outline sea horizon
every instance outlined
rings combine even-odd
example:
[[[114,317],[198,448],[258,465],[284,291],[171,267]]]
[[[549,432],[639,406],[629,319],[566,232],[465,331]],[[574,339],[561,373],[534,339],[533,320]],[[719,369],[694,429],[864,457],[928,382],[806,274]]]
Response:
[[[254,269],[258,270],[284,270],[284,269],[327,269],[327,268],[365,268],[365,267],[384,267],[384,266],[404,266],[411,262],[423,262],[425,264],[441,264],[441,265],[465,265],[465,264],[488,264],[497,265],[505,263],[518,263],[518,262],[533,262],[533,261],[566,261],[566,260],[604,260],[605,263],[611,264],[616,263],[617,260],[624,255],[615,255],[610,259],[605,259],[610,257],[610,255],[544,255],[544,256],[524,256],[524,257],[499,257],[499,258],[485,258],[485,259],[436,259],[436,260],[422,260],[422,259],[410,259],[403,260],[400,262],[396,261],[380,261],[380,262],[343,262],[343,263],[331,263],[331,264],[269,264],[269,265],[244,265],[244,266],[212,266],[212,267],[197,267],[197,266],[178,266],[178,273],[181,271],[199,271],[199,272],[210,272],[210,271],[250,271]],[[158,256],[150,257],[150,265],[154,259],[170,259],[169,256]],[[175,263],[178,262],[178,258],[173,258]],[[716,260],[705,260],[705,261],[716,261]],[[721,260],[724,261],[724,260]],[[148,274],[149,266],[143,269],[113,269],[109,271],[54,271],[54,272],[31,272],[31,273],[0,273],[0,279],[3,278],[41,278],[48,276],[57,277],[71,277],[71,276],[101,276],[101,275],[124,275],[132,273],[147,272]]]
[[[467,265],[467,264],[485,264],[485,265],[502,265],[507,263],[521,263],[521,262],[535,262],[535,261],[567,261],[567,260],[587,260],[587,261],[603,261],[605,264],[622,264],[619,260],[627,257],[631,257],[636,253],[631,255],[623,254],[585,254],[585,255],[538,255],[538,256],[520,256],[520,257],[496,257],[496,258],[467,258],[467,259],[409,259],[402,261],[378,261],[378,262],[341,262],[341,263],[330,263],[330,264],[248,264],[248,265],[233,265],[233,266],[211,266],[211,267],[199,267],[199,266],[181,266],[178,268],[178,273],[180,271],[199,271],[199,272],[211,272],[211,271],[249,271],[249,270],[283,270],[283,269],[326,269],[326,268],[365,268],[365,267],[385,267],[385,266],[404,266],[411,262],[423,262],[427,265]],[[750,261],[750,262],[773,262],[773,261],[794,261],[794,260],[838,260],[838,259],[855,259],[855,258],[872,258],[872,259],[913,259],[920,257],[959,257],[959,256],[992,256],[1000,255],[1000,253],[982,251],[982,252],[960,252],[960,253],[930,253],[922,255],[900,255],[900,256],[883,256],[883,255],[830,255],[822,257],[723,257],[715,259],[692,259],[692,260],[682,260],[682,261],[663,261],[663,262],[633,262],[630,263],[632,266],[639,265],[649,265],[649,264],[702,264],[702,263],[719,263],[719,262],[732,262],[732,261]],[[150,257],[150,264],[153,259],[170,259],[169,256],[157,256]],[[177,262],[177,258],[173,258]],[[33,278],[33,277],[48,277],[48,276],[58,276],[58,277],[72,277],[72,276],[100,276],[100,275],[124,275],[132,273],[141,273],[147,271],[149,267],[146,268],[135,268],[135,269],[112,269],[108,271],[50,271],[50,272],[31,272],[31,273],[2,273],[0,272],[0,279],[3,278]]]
***
• [Task brief]
Reproduce the data exactly, altering nothing.

• [Task result]
outline sea horizon
every instance outlined
rings combine even-odd
example:
[[[114,317],[198,448],[258,465],[284,291],[171,267]]]
[[[549,432],[639,406],[629,319],[566,232],[465,331]],[[574,339],[561,373],[534,339],[533,320]],[[719,369],[694,429],[864,457],[928,382],[806,274]]]
Response:
[[[254,269],[258,270],[284,270],[284,269],[327,269],[327,268],[365,268],[365,267],[384,267],[384,266],[404,266],[411,262],[423,262],[425,264],[441,264],[441,265],[465,265],[465,264],[488,264],[497,265],[505,263],[518,263],[518,262],[533,262],[533,261],[566,261],[566,260],[604,260],[605,263],[611,264],[616,263],[617,260],[624,255],[615,255],[610,259],[605,259],[610,257],[610,255],[544,255],[544,256],[524,256],[524,257],[499,257],[499,258],[485,258],[485,259],[436,259],[436,260],[422,260],[422,259],[410,259],[403,260],[400,262],[396,261],[380,261],[380,262],[343,262],[343,263],[331,263],[331,264],[269,264],[269,265],[244,265],[244,266],[212,266],[212,267],[197,267],[197,266],[178,266],[178,273],[181,271],[199,271],[199,272],[210,272],[210,271],[250,271]],[[158,256],[150,257],[150,265],[154,259],[170,259],[169,256]],[[175,263],[178,262],[178,258],[173,258]],[[716,260],[705,260],[705,261],[716,261]],[[721,260],[724,261],[724,260]],[[148,274],[149,266],[143,269],[113,269],[109,271],[54,271],[54,272],[31,272],[31,273],[0,273],[0,279],[3,278],[41,278],[48,276],[57,277],[71,277],[71,276],[101,276],[101,275],[124,275],[132,273],[147,272]]]
[[[467,265],[467,264],[485,264],[485,265],[502,265],[507,263],[521,263],[521,262],[535,262],[535,261],[567,261],[567,260],[587,260],[587,261],[603,261],[605,264],[622,264],[619,260],[627,257],[631,257],[636,253],[631,255],[623,254],[585,254],[585,255],[538,255],[538,256],[520,256],[520,257],[496,257],[496,258],[467,258],[467,259],[409,259],[402,261],[378,261],[378,262],[341,262],[341,263],[330,263],[330,264],[248,264],[248,265],[233,265],[233,266],[211,266],[211,267],[199,267],[199,266],[181,266],[178,268],[178,273],[180,271],[199,271],[199,272],[211,272],[211,271],[249,271],[249,270],[283,270],[283,269],[326,269],[326,268],[365,268],[365,267],[385,267],[385,266],[404,266],[411,262],[423,262],[427,265]],[[750,261],[750,262],[773,262],[773,261],[794,261],[794,260],[838,260],[838,259],[855,259],[855,258],[872,258],[872,259],[913,259],[920,257],[959,257],[959,256],[992,256],[1000,255],[1000,253],[982,251],[982,252],[960,252],[960,253],[930,253],[922,255],[900,255],[900,256],[883,256],[883,255],[830,255],[822,257],[723,257],[715,259],[692,259],[692,260],[682,260],[682,261],[663,261],[663,262],[633,262],[630,263],[632,266],[639,265],[649,265],[649,264],[702,264],[702,263],[719,263],[719,262],[732,262],[732,261]],[[150,257],[150,264],[153,259],[170,259],[169,256],[157,256]],[[177,262],[177,258],[173,258]],[[33,278],[33,277],[48,277],[48,276],[58,276],[58,277],[72,277],[72,276],[100,276],[100,275],[124,275],[132,273],[141,273],[147,271],[149,267],[146,268],[135,268],[135,269],[112,269],[108,271],[50,271],[50,272],[31,272],[31,273],[2,273],[0,272],[0,279],[3,278]]]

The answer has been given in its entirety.